#### Data in this exercise

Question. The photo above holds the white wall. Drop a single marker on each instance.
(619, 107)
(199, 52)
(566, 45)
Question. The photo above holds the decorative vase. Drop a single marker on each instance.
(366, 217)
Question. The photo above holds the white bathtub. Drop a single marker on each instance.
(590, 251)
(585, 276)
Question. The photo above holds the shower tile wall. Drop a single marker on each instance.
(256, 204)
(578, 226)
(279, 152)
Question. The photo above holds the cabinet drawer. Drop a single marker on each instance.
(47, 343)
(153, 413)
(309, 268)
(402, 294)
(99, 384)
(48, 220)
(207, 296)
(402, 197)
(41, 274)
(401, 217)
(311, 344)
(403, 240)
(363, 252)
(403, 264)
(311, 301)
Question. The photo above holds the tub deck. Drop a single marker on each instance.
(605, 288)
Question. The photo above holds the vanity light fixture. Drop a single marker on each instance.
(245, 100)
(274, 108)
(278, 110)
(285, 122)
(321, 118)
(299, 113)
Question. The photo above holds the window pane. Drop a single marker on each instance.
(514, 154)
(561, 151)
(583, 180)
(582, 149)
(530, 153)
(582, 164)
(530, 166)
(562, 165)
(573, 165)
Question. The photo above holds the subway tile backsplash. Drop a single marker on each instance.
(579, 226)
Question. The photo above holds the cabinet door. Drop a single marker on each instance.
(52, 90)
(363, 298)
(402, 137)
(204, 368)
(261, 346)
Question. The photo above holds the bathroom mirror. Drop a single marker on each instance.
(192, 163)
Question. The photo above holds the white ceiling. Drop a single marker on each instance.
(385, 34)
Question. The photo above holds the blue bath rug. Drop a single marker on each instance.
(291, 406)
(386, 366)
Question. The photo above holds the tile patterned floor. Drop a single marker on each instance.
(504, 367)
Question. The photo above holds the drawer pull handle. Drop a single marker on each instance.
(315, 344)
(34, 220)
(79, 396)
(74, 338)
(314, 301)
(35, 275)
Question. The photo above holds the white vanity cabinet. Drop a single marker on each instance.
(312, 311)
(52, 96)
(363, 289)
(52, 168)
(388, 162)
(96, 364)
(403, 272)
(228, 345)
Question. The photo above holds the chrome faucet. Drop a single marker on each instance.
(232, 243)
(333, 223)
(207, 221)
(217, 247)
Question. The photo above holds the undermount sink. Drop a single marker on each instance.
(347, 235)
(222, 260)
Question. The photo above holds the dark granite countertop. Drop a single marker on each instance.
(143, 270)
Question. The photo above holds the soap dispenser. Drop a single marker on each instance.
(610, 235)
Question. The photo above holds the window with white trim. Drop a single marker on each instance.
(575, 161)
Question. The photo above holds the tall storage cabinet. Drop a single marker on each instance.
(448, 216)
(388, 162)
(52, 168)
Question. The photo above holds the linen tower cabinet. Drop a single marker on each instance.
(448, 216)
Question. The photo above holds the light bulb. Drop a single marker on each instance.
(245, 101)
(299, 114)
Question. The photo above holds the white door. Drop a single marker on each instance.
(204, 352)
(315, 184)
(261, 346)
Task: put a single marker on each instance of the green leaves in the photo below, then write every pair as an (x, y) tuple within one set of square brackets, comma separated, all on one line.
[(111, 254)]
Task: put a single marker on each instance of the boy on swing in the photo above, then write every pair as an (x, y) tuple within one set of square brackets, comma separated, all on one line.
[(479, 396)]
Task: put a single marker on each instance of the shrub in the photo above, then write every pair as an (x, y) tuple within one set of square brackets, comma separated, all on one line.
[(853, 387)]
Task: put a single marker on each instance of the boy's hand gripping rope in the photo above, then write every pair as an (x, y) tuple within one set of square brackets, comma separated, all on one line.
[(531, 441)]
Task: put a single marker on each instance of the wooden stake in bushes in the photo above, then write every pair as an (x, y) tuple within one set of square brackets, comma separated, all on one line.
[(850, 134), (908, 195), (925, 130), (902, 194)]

########

In the records above, copy everything from the line containing "boy on swing" down to the line containing "[(531, 441)]", keeping every line unchanged and including both of those lines.

_Result:_
Task: put a single marker on each instance of the boy on swing in the photo above, then write every pair as an (x, y) tuple within one set of square brackets, comma separated, all on one line.
[(479, 396)]
Task: put a single marker on each instance of the shrub in the photo above, then write every pair as an (x, y) tuple within one set of square brackets, comma separated, all on one line.
[(853, 387)]
Task: put a single marker on each instance of the boy's hand gripping rope in the photo above, then write every pair as an (x, y) tuple within one set of square brackets, comma separated, all on one line.
[(531, 441)]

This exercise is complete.